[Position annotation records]

==================================================

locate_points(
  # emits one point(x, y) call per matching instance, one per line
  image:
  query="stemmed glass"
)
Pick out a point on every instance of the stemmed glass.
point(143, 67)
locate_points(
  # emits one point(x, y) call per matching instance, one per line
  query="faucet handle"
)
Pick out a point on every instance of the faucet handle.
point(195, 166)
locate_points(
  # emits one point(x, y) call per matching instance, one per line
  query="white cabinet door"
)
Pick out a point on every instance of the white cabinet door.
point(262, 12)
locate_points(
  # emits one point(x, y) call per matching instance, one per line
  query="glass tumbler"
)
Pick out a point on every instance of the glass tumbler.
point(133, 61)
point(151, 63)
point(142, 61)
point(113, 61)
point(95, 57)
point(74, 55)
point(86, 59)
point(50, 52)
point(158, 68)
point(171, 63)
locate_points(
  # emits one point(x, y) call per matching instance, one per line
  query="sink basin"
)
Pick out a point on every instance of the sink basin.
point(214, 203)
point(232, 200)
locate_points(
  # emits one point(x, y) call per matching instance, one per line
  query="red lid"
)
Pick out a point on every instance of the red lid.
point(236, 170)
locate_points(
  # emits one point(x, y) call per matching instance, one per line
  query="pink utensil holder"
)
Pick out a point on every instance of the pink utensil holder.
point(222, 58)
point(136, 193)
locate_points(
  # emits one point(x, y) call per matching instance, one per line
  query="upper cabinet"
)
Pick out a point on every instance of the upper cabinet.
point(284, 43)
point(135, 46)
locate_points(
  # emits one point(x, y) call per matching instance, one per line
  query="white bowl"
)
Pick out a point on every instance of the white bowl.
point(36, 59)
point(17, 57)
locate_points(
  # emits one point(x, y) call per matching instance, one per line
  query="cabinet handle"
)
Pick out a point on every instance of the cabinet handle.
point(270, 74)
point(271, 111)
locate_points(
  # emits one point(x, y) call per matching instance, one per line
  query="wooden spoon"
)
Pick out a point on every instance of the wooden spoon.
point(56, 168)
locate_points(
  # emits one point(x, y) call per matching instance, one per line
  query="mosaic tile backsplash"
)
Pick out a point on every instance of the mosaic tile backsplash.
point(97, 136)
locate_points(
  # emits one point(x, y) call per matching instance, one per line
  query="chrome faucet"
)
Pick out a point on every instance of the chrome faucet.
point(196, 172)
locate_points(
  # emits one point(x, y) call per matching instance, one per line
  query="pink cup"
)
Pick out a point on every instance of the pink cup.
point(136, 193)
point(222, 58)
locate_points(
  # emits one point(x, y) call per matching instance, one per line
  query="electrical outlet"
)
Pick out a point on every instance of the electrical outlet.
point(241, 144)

==================================================

▶ [Set exercise]:
Starting with the first line of the records and going on through the line with "point(262, 12)", change "Pick out" to "Mark" and give those lines again with everything else unchanged.

▶ [Completed task]:
locate_points(
  # emits one point(x, y) call per matching instance, one per line
  image:
  query="stemmed glass"
)
Mark a point on every instance of the stemmed glass.
point(143, 67)
locate_points(
  # emits one point(x, y) call per matching instance, one per line
  query="faucet handle"
)
Mark a point on every instance of the faucet handle.
point(195, 166)
locate_points(
  # emits one point(x, y) call per matching instance, one per line
  query="white cabinet door"
)
Mark a point on every instance of the white cabinet door.
point(262, 12)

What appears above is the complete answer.